__INFORMATION PROVIDED__.
---
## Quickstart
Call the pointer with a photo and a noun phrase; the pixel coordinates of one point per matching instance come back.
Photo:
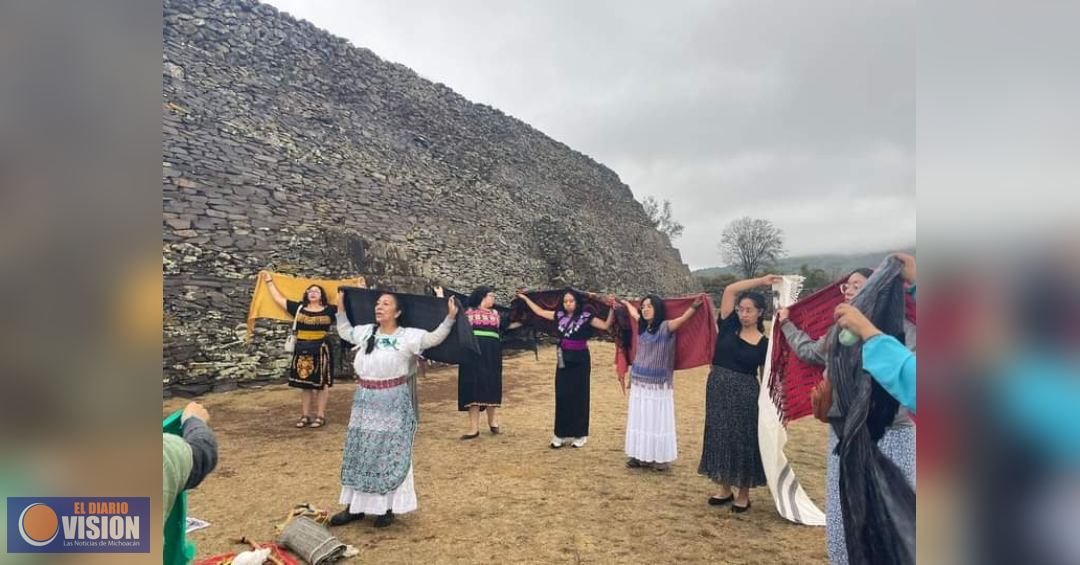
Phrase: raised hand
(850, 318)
---
__WORK TO COMPLETE__.
An exact copy of all the entries is required, and it must contain no pictures.

__WRITTEN SOLUTION__.
## Quickstart
Call the pointer with a photo and a noun phrase; the pixel coordinates of one point per matching instance come back.
Photo:
Phrase: raised hand
(850, 318)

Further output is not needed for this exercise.